--- Supplied passage ---
BEGIN
Task: Estimate ATT on 7-Day Retention Using Propensity Score Matching (PSM)
Context
You are given observational, user-level product data where users self-select into receiving a new feature. The goal is to estimate the Average Treatment Effect on the Treated (ATT) for 7-day retention.
-
Treatment (T): user received/used the feature during a defined assignment window (e.g., first 24 hours after signup or feature rollout).
-
Outcome (Y7): binary indicator of 7-day retention (active at least once during days 1–7 after cohort start; measured after treatment assignment to avoid immortal-time bias).
-
Covariates (X): pre-treatment user attributes and behaviors (e.g., country, device, signup channel, pre-period engagement, tenure, predicted activity score). Assumed measured before treatment assignment.
State clearly how you will handle:
-
Propensity modeling choices and rationale.
-
Matching strategy and tuning.
-
Balance diagnostics and remediation.
-
Lack of overlap checks and remedies.
-
Variance estimation.
-
Rosenbaum sensitivity analysis and interpretation.
END
--- Your task ---
Check each statement against the propensity score matching text and answer yes or no, quoting the words that decide it. 1. The outcome is a continuous count of days a user was active. 2. The covariates are assumed to be measured before treatment assignment. 3. The quantity to estimate is the average treatment effect across all users.

--- Provided data ---
BEGIN
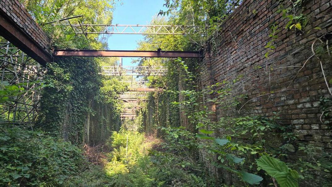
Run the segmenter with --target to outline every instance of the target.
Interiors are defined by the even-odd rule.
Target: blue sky
[[[163,9],[164,0],[122,0],[117,2],[113,12],[112,24],[120,25],[148,24],[153,16]],[[137,41],[143,39],[141,35],[114,34],[108,40],[110,50],[135,50]],[[131,62],[137,58],[123,58],[123,66],[134,65]]]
END
--- Result for this task ---
1. No: "binary indicator of 7-day retention"
2. Yes: "Assumed measured before treatment assignment."
3. No: "Average Treatment Effect on the Treated (ATT)"